Point annotation dataset records:
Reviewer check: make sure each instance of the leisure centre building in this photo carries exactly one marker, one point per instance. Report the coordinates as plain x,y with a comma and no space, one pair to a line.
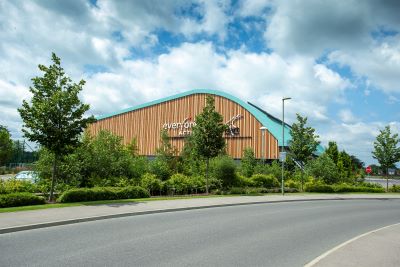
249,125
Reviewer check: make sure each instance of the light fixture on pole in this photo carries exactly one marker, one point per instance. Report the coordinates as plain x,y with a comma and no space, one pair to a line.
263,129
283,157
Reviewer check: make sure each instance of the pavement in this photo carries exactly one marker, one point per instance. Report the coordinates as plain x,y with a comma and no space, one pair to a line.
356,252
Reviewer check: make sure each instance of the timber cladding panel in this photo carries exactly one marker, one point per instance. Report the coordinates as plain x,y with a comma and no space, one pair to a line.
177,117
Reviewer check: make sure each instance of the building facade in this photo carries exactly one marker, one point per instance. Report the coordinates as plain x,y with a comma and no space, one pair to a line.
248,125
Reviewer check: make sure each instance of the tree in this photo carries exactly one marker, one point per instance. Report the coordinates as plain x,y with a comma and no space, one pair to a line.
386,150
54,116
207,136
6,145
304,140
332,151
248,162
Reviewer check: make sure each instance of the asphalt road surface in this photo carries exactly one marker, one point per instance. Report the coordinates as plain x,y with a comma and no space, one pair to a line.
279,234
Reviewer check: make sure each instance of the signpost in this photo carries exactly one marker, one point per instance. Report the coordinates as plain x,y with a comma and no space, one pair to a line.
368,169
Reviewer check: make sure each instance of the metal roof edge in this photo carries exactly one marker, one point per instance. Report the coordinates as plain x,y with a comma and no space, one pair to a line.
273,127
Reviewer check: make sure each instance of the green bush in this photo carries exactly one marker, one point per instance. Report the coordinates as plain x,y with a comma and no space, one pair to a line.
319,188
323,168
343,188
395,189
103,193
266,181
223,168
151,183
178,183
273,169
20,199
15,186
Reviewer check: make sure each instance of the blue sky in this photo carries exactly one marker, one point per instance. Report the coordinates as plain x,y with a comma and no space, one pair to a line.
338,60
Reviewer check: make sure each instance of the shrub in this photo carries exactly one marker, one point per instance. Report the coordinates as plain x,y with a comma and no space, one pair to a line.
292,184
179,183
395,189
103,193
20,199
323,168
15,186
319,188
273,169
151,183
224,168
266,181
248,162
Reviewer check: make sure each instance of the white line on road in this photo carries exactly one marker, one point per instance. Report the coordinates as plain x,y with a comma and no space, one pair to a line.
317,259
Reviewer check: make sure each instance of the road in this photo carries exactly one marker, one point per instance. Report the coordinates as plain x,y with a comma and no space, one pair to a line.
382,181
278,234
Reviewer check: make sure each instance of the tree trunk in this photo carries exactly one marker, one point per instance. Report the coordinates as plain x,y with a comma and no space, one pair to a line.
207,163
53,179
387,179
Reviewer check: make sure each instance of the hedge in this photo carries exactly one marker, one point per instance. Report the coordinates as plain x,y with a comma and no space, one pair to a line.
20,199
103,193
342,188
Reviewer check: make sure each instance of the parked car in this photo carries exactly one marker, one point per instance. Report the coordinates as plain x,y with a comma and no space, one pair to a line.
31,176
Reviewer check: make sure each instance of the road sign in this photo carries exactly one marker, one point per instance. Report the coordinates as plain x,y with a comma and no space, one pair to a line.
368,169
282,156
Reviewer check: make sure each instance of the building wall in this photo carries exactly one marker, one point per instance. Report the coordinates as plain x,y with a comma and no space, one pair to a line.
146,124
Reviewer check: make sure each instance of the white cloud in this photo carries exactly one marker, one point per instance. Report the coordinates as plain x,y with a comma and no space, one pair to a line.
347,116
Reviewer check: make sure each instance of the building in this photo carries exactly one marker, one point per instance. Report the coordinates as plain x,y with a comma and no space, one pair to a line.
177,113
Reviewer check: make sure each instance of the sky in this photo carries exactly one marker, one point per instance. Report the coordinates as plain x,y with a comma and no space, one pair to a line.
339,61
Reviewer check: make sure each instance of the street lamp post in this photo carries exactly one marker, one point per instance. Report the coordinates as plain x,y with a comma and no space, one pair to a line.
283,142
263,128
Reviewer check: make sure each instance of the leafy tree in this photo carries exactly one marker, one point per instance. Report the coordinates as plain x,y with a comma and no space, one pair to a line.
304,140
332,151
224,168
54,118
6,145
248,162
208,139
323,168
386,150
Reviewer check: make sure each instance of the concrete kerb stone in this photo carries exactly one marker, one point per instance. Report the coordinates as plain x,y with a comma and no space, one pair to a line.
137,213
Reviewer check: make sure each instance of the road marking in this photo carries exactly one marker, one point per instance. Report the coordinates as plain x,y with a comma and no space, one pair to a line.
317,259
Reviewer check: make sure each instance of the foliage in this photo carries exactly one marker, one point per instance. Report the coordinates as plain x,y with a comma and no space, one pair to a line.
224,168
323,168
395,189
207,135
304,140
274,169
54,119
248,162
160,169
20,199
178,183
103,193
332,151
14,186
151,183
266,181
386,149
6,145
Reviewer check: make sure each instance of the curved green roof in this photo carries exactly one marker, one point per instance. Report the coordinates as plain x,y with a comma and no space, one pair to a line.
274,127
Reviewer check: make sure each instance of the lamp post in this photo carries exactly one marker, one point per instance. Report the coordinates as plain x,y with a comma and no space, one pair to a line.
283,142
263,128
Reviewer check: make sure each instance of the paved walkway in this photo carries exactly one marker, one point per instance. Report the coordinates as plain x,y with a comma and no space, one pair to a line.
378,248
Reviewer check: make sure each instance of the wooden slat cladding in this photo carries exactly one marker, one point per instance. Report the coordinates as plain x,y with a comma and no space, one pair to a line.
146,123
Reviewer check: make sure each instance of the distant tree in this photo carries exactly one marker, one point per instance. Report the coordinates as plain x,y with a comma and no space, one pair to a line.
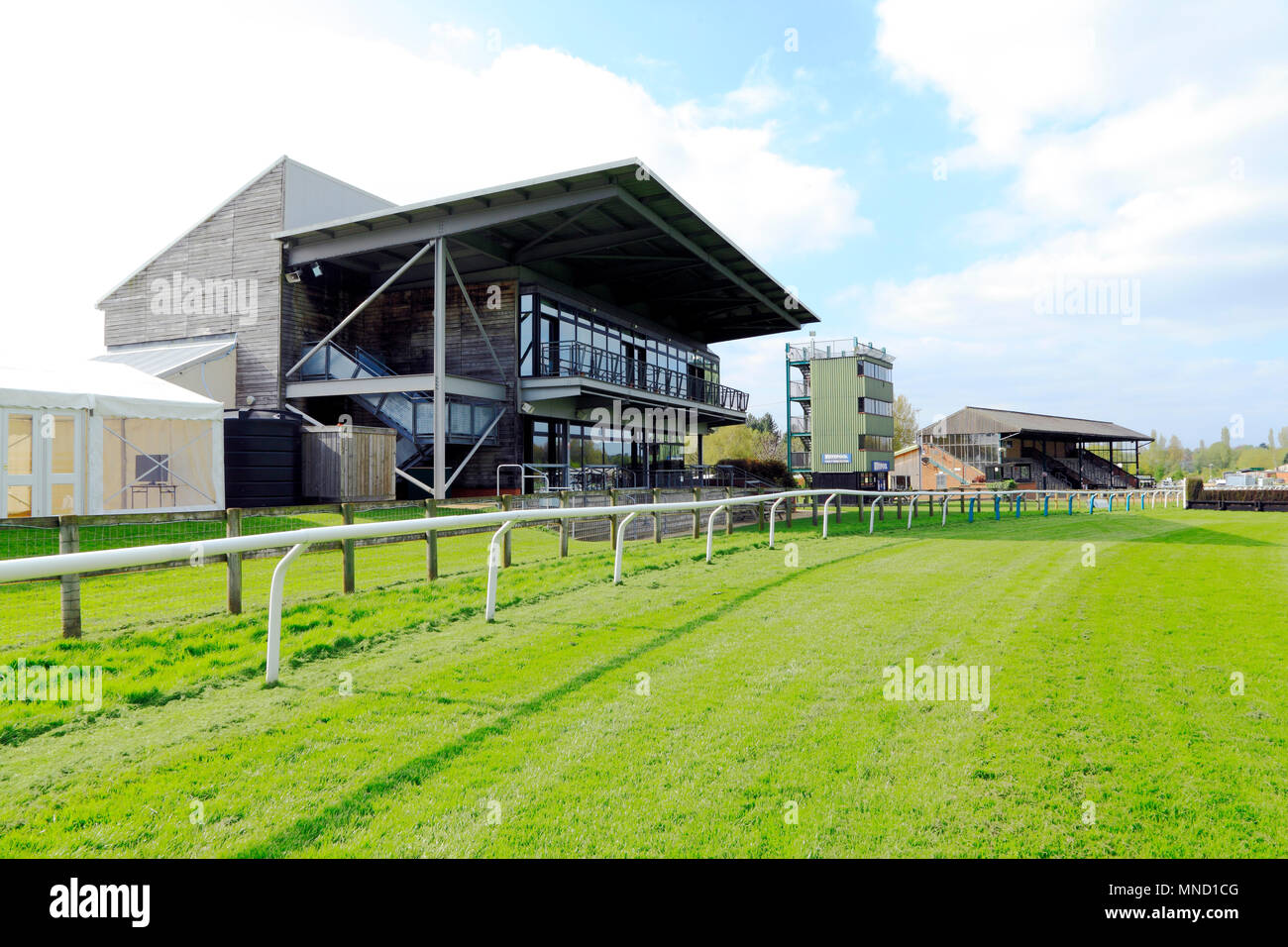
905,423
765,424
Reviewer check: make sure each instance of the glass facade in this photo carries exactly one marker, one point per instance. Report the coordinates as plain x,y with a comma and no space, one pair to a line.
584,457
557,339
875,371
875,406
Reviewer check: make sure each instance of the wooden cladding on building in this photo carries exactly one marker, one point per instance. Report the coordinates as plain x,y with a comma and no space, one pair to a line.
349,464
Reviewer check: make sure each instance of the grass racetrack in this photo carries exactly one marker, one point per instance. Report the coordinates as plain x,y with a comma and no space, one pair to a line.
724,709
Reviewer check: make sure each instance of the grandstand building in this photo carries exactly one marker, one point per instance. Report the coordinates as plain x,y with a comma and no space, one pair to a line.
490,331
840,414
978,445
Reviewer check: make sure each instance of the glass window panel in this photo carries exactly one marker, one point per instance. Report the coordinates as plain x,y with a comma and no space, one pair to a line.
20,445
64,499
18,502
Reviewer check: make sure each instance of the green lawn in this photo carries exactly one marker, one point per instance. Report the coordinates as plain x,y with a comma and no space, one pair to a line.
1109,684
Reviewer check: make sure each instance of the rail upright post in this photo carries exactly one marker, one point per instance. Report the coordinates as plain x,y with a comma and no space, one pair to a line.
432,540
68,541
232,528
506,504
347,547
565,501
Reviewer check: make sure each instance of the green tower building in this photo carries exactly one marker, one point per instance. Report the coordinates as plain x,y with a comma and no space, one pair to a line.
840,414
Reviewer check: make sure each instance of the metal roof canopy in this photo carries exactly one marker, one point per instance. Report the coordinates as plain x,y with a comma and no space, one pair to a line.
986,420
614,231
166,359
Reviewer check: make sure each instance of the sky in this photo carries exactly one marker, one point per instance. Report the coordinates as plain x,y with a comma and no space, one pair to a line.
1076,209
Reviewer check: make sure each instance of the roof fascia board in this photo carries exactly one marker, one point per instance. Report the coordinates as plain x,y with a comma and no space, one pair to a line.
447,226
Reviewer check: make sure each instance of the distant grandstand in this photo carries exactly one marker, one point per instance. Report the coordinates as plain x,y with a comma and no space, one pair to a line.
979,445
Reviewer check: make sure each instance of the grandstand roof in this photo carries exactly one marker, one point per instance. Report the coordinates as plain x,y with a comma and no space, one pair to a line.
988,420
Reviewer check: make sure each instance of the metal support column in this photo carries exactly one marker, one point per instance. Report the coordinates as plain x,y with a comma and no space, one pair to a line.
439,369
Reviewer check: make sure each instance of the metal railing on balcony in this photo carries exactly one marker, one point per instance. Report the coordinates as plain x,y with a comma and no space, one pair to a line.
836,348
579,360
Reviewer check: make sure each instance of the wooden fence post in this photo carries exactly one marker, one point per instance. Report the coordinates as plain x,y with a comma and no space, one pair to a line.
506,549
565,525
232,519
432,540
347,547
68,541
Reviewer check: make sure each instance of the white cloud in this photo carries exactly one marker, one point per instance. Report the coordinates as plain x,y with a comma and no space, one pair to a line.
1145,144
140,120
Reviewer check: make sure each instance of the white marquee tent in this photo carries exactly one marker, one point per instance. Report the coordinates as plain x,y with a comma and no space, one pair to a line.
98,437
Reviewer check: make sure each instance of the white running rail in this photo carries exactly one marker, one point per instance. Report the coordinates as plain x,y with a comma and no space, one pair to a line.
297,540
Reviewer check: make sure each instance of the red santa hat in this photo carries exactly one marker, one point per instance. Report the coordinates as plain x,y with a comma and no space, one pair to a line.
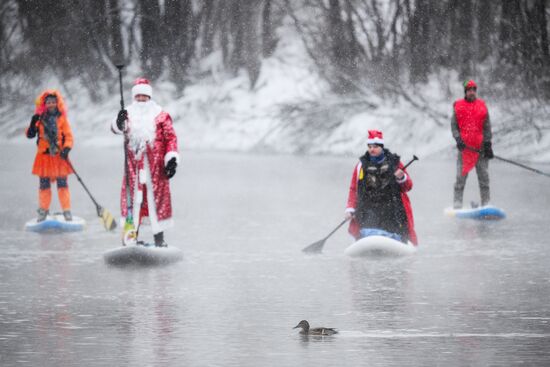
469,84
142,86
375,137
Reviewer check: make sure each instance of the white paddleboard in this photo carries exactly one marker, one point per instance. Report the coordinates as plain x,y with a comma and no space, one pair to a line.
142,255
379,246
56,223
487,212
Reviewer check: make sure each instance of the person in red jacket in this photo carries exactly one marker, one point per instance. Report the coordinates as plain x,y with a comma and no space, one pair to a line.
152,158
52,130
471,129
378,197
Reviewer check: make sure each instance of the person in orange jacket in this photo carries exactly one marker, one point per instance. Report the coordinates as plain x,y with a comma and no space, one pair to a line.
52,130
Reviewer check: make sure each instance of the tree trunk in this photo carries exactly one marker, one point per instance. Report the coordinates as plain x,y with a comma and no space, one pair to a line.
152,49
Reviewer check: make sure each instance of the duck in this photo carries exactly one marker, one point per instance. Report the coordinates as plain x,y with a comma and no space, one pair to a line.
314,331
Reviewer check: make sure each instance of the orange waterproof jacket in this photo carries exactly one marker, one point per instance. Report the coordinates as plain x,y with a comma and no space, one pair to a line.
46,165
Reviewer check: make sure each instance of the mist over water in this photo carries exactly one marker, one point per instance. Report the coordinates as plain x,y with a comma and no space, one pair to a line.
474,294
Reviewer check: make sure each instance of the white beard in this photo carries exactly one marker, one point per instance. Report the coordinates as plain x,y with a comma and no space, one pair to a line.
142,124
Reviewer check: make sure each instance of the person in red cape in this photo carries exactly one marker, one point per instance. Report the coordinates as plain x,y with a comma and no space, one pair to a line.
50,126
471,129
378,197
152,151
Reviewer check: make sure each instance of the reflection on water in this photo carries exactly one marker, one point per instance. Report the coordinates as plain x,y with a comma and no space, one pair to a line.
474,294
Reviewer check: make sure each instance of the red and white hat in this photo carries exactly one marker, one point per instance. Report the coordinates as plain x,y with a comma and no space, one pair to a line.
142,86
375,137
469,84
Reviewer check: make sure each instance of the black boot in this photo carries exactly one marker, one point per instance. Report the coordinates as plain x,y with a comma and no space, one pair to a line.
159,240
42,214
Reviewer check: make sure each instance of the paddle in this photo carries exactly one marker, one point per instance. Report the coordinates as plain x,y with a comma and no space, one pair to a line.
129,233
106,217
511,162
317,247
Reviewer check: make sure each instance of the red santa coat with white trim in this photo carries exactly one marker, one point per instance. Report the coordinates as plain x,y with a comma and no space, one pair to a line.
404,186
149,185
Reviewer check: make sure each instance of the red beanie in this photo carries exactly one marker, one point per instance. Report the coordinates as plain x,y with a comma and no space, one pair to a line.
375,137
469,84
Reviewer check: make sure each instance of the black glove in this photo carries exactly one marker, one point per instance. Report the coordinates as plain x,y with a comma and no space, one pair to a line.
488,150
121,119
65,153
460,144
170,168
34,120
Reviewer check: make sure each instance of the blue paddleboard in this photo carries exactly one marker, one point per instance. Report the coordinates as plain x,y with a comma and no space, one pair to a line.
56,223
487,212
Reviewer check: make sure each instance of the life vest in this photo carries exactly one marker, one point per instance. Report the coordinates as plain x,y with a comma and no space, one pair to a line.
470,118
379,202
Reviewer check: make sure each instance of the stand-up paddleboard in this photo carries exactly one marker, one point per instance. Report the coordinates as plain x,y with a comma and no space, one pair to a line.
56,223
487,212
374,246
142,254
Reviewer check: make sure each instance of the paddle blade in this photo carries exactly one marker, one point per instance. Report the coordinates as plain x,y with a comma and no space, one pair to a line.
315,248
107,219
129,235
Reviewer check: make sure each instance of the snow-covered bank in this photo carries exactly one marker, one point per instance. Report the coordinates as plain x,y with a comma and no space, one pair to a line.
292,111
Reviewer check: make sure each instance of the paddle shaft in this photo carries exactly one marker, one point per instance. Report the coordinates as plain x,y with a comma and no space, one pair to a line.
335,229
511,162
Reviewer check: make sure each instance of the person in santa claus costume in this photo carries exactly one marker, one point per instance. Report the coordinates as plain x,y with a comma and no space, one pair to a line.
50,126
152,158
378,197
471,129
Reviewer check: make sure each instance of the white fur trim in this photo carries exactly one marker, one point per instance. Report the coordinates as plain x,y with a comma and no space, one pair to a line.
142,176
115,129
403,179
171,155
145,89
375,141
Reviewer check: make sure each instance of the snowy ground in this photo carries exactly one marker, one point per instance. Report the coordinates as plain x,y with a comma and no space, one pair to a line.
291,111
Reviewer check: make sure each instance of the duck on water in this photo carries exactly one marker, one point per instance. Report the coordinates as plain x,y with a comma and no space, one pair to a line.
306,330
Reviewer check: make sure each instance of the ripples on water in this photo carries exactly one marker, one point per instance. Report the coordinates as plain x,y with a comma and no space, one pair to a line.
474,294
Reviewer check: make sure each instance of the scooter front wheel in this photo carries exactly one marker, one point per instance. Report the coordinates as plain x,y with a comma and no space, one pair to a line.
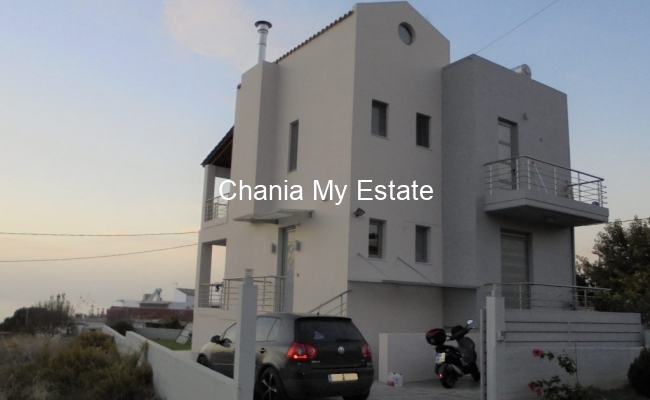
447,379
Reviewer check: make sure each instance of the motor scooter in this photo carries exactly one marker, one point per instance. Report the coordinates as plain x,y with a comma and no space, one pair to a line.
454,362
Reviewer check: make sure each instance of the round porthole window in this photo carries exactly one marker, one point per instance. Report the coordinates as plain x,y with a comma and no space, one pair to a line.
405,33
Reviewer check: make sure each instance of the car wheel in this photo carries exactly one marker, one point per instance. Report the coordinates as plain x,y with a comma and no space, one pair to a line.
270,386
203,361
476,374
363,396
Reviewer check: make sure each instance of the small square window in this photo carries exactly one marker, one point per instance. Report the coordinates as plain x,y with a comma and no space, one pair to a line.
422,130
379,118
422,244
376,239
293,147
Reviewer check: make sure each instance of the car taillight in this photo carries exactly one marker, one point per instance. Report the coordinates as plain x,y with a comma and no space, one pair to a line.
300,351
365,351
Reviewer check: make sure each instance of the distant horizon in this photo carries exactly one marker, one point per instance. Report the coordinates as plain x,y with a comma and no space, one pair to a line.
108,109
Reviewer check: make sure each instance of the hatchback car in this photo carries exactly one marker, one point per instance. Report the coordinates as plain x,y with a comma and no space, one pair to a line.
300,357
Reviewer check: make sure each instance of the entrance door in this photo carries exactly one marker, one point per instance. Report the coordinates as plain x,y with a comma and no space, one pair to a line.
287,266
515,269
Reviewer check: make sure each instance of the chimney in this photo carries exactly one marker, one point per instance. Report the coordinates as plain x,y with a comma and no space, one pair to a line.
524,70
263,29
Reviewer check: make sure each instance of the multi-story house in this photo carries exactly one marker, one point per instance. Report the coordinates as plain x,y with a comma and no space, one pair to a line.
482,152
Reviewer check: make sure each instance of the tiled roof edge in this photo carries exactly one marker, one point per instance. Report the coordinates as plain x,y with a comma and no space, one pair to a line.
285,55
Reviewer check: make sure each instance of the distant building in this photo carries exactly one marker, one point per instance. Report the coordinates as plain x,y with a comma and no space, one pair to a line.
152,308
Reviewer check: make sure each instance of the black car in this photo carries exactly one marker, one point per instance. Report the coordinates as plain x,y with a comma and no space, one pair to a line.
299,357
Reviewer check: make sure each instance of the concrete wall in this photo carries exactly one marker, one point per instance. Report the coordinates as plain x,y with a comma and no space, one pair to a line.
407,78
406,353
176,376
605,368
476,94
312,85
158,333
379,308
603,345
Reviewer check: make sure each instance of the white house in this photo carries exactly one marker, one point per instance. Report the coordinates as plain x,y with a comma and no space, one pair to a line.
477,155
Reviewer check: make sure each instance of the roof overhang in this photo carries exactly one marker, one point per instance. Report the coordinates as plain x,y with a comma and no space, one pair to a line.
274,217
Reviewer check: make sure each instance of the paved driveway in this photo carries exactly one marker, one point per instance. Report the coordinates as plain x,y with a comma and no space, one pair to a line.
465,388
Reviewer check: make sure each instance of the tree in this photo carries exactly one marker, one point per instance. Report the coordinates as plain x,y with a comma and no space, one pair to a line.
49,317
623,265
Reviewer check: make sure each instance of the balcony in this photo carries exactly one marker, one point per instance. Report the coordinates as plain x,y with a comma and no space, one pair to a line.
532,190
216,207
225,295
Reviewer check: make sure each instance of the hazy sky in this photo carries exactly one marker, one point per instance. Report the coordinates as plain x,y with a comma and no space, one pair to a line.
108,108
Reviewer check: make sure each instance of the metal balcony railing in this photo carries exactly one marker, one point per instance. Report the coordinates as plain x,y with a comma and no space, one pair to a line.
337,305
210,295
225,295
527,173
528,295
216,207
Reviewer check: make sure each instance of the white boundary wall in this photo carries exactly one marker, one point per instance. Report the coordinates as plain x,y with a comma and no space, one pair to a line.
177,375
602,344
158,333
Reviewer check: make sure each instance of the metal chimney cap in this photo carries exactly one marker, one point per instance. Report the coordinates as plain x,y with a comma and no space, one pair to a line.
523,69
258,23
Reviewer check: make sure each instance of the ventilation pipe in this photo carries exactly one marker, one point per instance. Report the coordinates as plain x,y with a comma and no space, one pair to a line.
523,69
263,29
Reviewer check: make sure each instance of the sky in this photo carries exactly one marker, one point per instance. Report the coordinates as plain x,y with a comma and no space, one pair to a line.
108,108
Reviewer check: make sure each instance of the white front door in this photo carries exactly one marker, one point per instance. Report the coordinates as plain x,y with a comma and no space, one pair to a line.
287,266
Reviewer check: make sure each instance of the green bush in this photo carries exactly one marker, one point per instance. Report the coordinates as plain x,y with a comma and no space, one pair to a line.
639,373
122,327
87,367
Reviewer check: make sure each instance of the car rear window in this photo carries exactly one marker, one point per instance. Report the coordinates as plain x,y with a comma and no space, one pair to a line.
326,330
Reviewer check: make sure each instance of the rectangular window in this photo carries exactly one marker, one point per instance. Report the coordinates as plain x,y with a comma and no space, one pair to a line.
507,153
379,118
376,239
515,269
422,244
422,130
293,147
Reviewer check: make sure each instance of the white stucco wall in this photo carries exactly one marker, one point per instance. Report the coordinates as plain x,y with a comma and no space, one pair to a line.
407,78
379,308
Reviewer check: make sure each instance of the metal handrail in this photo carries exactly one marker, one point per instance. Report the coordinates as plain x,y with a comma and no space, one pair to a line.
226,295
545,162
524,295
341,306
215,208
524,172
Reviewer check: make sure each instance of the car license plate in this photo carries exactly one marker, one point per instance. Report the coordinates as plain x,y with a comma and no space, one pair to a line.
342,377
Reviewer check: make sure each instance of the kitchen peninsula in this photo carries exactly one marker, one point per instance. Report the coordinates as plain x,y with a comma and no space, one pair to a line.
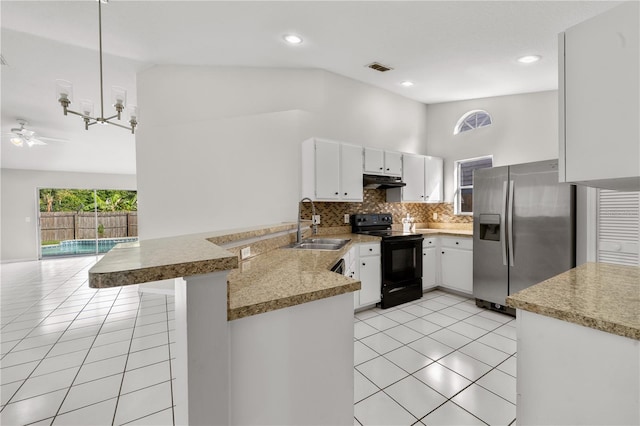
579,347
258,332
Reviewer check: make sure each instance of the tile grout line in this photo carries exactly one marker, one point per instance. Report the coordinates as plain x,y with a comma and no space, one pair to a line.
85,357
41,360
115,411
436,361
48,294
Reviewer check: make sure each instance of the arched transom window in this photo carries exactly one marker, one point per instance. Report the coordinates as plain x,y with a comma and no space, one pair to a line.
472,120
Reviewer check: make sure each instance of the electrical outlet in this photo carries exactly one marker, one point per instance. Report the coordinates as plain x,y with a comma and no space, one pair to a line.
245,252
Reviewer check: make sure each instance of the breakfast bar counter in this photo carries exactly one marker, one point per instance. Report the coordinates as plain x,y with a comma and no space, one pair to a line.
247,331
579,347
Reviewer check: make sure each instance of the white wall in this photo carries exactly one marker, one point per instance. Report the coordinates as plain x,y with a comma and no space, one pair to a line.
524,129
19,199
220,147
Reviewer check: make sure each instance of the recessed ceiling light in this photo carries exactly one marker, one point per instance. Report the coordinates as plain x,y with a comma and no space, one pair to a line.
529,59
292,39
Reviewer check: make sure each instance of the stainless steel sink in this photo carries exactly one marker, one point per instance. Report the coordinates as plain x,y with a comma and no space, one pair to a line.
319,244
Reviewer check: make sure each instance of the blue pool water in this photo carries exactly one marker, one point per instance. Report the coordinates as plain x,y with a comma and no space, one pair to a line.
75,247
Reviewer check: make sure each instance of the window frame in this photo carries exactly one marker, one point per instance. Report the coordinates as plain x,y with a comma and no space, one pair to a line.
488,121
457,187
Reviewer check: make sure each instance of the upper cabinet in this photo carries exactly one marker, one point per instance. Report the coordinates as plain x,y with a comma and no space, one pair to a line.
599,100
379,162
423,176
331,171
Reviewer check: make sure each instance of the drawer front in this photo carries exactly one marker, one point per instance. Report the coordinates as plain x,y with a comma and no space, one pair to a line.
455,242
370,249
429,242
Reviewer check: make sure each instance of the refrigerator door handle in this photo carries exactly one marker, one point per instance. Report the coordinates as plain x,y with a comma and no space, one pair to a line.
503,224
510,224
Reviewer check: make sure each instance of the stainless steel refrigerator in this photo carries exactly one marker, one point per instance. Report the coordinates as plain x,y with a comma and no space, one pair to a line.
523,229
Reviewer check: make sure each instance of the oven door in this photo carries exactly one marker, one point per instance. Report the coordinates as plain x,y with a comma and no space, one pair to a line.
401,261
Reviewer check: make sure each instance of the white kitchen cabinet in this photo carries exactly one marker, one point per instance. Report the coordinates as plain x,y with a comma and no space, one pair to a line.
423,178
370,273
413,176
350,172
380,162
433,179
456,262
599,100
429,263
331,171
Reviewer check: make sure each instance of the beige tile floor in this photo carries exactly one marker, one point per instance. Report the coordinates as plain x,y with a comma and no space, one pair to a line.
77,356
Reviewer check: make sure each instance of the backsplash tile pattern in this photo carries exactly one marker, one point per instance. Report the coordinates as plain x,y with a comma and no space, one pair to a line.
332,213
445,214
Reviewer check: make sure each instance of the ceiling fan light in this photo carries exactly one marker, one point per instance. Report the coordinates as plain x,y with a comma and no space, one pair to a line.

• Given request:
Please retype, exactly as written, every line from the line containing "Reviewer check: make sure each instance of the refrigerator" through the last line of the records above, including both of those lines, and nothing else.

• The answer:
Reviewer check: make sure each instance of the refrigerator door handle in this photo carries exactly one marker, one point per instance. Report the coordinates as plain x,y with a comma and no space, one pair to a line.
503,224
510,224
Reviewer check: make sure each instance of the stainless steel refrigerator in this photo carries exactly one marker, one point per instance. Report the coordinates as plain x,y with a comma and no space, one pair to a line.
523,229
Reviewer check: make sure each instance of the oven door in this photo carries exactly one marker, one point per instance. Report the coordinates as plain x,y with a comma and no space, one pair to a line.
401,261
Reviewer check: make sure each instance of the white kitchen cabinet in this photo carries exactly one marker, one point per instance. Report the coordinates as plain x,y with a comma and no space, one pair to a line.
423,178
370,273
413,176
350,172
380,162
433,179
456,262
599,100
429,263
331,171
Reviewer check: make sure each instance of the beige tile floor in this photo carries exactly one marker, one point per instance. Report the coordinates as plain x,y with a comma and no space, one pair to a line.
77,356
Reviewer check: make sure each instance of the backsplash tile pattern in this photo carries exactly one marker, one point per instance. Report the coordinates as plain x,y with a comma and no space, one pair to a line.
332,213
445,214
Reviewer check: make sure each instance of the ceiling fan light in this photo carries exactly one marker, one point per instance. Report the coordinates as plain x,y with a comma and no space, one pair to a line.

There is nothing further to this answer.